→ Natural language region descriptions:
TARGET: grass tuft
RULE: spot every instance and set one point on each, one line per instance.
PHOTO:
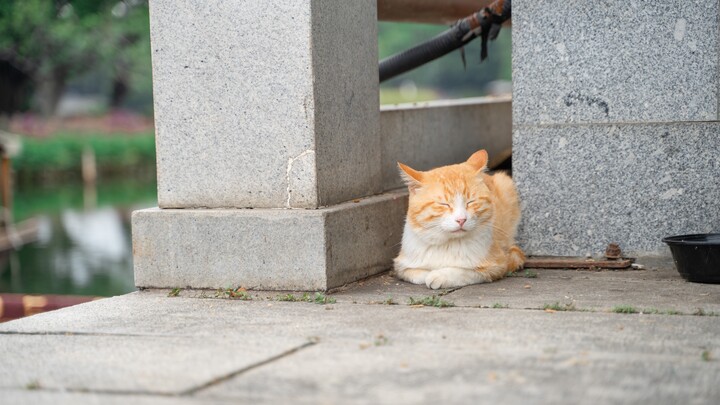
(433, 301)
(625, 309)
(33, 385)
(559, 307)
(237, 293)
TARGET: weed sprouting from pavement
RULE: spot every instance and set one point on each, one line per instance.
(559, 307)
(625, 309)
(433, 301)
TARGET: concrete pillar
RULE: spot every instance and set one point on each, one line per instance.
(273, 172)
(265, 104)
(269, 105)
(615, 113)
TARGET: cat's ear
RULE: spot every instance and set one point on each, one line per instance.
(412, 177)
(479, 160)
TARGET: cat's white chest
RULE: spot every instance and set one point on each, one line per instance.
(468, 252)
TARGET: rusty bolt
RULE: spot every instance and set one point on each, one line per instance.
(613, 251)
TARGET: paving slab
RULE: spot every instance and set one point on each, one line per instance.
(24, 396)
(152, 365)
(658, 287)
(148, 345)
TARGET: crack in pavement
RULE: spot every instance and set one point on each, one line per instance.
(185, 393)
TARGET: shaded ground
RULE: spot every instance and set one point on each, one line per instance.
(497, 344)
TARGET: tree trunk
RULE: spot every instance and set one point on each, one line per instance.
(13, 89)
(49, 88)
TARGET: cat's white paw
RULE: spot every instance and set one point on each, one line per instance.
(415, 276)
(451, 277)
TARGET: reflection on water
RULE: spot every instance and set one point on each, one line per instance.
(83, 247)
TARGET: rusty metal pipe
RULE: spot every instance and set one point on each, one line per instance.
(484, 24)
(428, 11)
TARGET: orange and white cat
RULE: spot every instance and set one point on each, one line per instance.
(460, 226)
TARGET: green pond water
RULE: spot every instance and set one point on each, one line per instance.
(84, 245)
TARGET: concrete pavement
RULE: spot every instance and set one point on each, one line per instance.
(370, 346)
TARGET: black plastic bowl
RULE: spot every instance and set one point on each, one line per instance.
(697, 257)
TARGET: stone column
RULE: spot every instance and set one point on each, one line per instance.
(270, 105)
(616, 133)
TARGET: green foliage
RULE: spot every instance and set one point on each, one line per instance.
(447, 74)
(321, 298)
(63, 152)
(55, 41)
(433, 301)
(318, 298)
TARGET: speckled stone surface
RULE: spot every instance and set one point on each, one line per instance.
(615, 61)
(432, 134)
(583, 186)
(265, 104)
(274, 249)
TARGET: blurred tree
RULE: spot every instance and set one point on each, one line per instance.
(52, 41)
(447, 75)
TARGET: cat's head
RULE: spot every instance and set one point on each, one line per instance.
(448, 202)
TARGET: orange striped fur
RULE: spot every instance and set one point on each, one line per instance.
(460, 226)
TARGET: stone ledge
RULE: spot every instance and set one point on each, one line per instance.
(271, 249)
(431, 134)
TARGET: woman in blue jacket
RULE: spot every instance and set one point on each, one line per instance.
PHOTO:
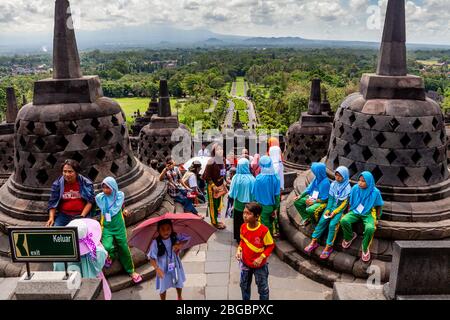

→ Assignment: Return the count of lines in the entries above that include the word "pavement", without any added text.

→ Answer box: 3